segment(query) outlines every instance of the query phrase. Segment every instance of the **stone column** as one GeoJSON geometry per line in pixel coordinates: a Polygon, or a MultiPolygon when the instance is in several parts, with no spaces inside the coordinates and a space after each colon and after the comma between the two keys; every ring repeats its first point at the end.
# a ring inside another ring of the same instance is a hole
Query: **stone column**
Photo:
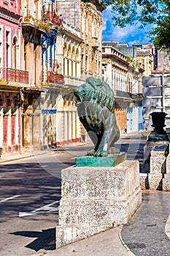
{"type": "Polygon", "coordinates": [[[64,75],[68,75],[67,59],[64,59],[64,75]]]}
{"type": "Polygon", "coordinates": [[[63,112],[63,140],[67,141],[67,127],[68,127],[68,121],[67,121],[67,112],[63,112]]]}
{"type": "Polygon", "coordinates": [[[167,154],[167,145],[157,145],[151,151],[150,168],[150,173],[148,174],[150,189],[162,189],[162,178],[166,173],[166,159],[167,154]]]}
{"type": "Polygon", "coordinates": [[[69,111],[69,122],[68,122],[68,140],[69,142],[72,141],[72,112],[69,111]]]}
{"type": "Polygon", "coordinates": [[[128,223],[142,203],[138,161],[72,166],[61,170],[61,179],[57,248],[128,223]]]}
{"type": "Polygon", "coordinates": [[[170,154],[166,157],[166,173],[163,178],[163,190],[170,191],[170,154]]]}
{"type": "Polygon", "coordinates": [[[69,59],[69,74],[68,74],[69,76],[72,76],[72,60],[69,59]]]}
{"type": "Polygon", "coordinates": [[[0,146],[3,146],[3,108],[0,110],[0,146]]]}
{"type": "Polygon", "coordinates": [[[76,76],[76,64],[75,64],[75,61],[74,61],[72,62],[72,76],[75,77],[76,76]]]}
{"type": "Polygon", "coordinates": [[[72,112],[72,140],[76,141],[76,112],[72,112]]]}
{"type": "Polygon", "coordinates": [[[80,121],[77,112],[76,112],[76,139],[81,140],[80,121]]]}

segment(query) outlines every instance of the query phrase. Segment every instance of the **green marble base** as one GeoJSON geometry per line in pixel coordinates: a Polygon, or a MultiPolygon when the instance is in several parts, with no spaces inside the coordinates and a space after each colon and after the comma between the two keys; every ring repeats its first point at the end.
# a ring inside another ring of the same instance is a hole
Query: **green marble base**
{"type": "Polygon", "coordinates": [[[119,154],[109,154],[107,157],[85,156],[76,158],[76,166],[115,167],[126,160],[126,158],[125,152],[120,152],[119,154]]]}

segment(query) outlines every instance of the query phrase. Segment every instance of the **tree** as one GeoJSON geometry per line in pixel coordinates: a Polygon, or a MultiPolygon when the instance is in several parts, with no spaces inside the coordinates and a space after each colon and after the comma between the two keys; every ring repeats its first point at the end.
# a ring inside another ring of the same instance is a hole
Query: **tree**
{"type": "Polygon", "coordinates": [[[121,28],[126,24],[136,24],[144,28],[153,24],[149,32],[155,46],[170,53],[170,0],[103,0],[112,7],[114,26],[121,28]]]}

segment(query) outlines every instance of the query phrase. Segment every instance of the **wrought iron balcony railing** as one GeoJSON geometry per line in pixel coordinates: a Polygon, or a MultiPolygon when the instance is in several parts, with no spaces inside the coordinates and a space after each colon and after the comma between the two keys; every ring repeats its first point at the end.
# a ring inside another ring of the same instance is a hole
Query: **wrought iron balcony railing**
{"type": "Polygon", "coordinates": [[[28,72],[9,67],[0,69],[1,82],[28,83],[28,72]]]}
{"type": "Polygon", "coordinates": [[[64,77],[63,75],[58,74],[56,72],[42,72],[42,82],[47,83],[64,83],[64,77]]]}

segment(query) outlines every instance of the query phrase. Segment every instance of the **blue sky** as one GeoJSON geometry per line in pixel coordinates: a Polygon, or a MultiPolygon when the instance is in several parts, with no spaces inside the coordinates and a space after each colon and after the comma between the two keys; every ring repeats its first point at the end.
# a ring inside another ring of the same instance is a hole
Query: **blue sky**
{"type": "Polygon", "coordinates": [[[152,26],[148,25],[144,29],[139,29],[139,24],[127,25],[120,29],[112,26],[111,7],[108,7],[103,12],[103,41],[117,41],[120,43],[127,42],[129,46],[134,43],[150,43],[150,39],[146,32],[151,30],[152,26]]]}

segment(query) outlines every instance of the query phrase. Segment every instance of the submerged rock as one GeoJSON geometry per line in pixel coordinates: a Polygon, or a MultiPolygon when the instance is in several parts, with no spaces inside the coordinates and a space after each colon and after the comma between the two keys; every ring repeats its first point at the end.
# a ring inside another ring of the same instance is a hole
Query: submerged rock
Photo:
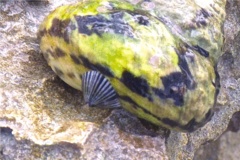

OBJECTIVE:
Write out all the lines again, from the line with "of the **blue" through the last line, keeping every request, but raise each pixel coordinate in the outlines by 3 and leave out the pictures.

ANSWER:
segment(query) outlines every instance of the query phrase. Segment every instance of the **blue sky** as one GeoJSON geometry per line in pixel coordinates: a Polygon, or a MultiPolygon when the instance is in several parts, with no spaces inside the coordinates and a space after each colon and after the comma between the two keys; every ring repeats its first point at the end.
# a ring inside another ring of the same instance is a hole
Query: **blue sky**
{"type": "Polygon", "coordinates": [[[155,29],[151,28],[147,32],[142,32],[142,27],[130,28],[123,32],[115,29],[114,10],[111,10],[106,15],[106,44],[120,44],[123,46],[130,45],[132,49],[137,46],[153,46],[153,42],[149,35],[154,33],[155,29]]]}

segment(query) outlines every instance of the query phrase. Segment every instance of the submerged rock as one GeoJSON geometry per line in pixel coordinates: a Polygon, or a MultiPolygon when the instance is in several parts, with no spaces inside the coordinates and a space after each colon and after the comma between the two keys; every ring repeats its first point at the end.
# a ring inside another ring of the same instance is a hole
Query: submerged rock
Photo:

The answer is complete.